Given exercise =>
Retype everything from the first of the rows below down to the line containing "[(14, 554)]", both ends included, keeping each character the same.

Input records =>
## Start

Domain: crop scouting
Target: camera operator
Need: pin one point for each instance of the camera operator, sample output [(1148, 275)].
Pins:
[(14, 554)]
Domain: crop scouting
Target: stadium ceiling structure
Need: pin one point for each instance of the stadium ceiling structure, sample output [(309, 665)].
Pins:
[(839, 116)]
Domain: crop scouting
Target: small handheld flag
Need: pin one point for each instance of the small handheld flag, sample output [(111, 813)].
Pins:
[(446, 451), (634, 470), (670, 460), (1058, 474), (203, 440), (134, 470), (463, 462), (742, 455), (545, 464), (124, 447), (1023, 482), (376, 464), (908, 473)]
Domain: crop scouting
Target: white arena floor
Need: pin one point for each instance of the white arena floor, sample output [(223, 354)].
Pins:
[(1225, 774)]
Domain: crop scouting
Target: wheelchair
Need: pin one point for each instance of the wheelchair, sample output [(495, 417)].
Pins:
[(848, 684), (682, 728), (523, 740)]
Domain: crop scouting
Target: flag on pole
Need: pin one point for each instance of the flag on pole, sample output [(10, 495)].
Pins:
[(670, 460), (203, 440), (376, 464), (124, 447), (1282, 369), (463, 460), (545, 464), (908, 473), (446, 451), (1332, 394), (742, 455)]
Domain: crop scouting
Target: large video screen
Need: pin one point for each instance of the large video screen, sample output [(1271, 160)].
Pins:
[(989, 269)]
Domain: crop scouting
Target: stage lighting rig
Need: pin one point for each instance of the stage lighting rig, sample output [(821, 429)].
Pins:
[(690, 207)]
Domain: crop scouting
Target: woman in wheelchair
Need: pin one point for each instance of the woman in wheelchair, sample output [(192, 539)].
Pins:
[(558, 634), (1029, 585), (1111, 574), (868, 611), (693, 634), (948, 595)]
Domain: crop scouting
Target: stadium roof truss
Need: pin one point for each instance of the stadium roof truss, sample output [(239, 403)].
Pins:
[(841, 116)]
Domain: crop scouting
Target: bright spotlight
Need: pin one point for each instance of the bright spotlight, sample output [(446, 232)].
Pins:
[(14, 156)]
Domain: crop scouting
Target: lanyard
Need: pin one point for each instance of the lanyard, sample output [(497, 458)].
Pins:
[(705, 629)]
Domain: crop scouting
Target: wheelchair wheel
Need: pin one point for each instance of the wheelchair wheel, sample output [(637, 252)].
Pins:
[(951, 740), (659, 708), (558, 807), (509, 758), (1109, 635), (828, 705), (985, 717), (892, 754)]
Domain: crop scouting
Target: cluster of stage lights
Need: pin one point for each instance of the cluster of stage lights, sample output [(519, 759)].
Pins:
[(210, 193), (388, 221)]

## End

Solved problem =>
Domain: crop scouting
Target: camera operator
Need: pin one point for each instance of the camera operator, sample output [(1148, 275)].
Pins:
[(14, 554)]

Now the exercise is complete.